** BEGIN Source excerpt **

Extension One Revising Game (2 Viewers)

Drongoski · May 5, 2009

what are u doing staying up so late ??

Anyway here's my attempt:

$\100dpi \frac{\left |x+1 \right |}{\left |x+2 \right |}\ <\ 3\ \ \ \Rightarrow \ \ \ \frac{\left |x+1 \right |^{2}}{\left |x+2 \right |^{2}}\ \ <\ \ 3^{2}\ \ \ \ (LHS, \ RHS\ both\ +ve)\\ \\ \\ \therefore \ \ 9\ \ >\ \ \frac{x^{2}+2x+1}{x^{2}+4x+4}\ \ \ \ \ (x \neq -2)\\ \\ \therefore \ \ 9(x^{2}+4x+4)\ >\ x^{2}+2x+1\\ \\ \therefore \ \ 8x^{2}\ +\ 34x\ +\ 35\ \ > \ 0\ \ \Rightarrow \ \ x\ <\ -\frac{5}{2}\ \ \ and\ \ \ x\ >\ -\ \frac{7}{4}$

Hopefully answer correct.

Pwnage101 · May 5, 2009

Drongoski said:
what are u doing staying up so late ??

Anyway here's my attempt:

$\100dpi \frac{\left |x+1 \right |}{\left |x+2 \right |}\ <\ 3\ \ \ \Rightarrow \ \ \ \frac{\left |x+1 \right |^{2}}{\left |x+2 \right |^{2}}\ \ <\ \ 3^{2}\ \ \ \ (LHS. \ RHS\ +ve)\\ \\ \\ \therefore \ \ 9\ \ >\ \ \frac{x^{2}+2x+1}{x^{2}+4x+4}\ \ \ \ \ (x \neq -2)\\ \\ \therefore \ \ 9(x^{2}+4x+4)\ >\ x^{2}+2x+1\\ \\ \therefore \ \ 8x^{2}\ +\ 34x\ +\ 35\ \ > \ 0\ \ \Rightarrow \ \ x\ <\ -\frac{5}{2}\ \ \ and\ \ \ x\ >\ -\ \frac{7}{4}$

Hopefully answer correct.

it might be quiker not to square,. because the the numerator AND the denomenator are both positive, since they are both absoulte values. Then you could take cases.

But yeh your method is fine.

Drongoski · May 5, 2009

Yes there are many ways of skinning this cat. I just don't enjoy doing cases if I can help it. Thank u.

tommykins · May 5, 2009

Yeah i hate cases as well.

Dragonmaster262 · May 5, 2009

Drongoski said:
what are u doing staying up so late ??

** END Source excerpt **

— Written request A —
Which lines of the records contain the string "grassy"? Copy each such line, treating uppercase and lowercase as different.
The forum thread above has no connection to the records that come after it.

** BEGIN Records for processing **

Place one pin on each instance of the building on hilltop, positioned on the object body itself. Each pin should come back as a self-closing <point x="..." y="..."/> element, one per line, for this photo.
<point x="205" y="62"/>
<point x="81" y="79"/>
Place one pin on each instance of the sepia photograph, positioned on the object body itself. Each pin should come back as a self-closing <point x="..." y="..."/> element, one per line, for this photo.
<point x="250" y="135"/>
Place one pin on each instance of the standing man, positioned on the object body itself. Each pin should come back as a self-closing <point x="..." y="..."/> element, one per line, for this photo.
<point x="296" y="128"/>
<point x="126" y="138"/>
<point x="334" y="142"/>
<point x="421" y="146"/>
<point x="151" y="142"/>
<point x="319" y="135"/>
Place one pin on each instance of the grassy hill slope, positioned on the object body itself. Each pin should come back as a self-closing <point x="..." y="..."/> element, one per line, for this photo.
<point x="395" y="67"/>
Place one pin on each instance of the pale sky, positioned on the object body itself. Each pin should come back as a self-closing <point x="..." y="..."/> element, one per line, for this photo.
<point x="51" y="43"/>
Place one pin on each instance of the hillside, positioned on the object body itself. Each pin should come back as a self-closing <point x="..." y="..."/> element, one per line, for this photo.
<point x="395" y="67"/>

** END Records for processing **
** BEGIN Records for processing **

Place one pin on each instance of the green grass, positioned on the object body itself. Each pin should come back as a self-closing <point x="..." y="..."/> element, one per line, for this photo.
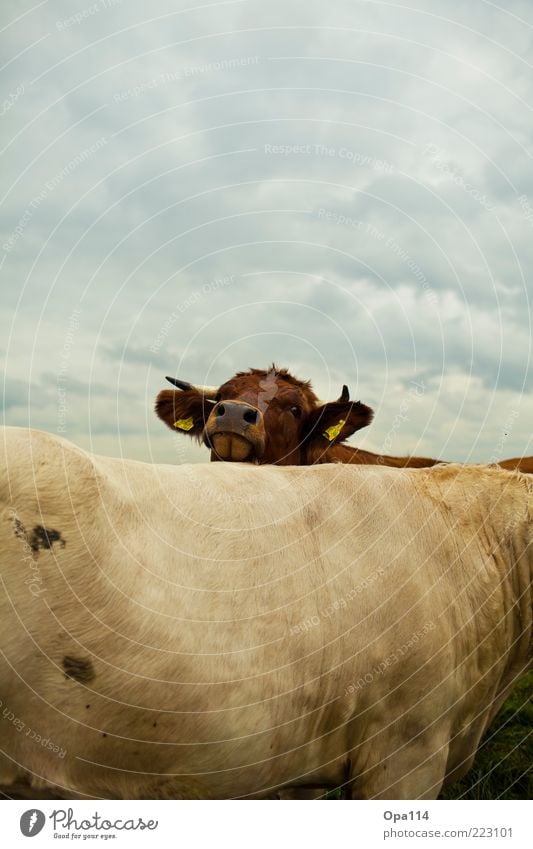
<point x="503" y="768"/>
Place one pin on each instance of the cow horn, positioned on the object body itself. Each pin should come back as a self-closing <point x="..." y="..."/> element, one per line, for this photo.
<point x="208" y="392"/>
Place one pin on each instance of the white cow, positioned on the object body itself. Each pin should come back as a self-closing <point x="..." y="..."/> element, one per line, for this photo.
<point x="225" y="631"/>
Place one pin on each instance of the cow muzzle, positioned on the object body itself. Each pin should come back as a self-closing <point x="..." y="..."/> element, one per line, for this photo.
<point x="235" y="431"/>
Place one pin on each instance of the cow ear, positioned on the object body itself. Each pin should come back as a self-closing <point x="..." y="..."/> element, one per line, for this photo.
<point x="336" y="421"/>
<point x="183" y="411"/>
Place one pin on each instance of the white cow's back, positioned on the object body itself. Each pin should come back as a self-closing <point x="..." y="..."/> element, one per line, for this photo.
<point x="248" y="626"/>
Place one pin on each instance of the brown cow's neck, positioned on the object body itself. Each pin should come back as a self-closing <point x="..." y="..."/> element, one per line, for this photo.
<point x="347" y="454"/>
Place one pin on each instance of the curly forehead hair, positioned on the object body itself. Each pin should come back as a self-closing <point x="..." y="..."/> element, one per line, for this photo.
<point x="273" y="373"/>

** END Records for processing **
** BEGIN Records for processing **

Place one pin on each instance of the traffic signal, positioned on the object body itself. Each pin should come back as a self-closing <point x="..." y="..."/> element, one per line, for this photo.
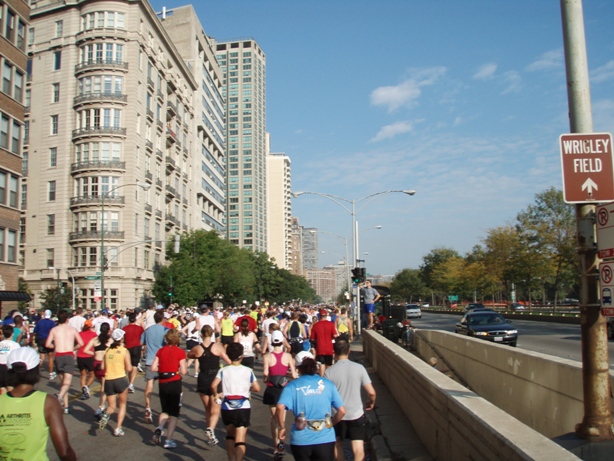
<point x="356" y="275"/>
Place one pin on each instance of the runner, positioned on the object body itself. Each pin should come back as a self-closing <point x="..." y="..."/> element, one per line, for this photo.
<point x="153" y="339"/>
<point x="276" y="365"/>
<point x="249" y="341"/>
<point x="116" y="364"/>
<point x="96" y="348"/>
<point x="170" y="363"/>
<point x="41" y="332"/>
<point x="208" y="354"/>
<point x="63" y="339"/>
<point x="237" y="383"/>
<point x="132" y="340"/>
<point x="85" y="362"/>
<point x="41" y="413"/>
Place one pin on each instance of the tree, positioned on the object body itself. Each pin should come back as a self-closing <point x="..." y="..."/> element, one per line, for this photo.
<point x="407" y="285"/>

** END Records for processing **

— Written request B —
Answer these questions about the forum thread:
(i) What value of x does Drongoski exclude in his working?
(ii) According to Pwnage101, what might be quicker than Drongoski's method?
(iii) Which poster says they hate cases as well?

— Right answer A —
Place one pin on each instance of the grassy hill slope, positioned on the object body itself. Each pin should come back as a self-closing <point x="..." y="..."/> element, one per line, for this photo.

— Right answer B —
(i) x = -2
(ii) Not squaring, and then taking cases
(iii) tommykins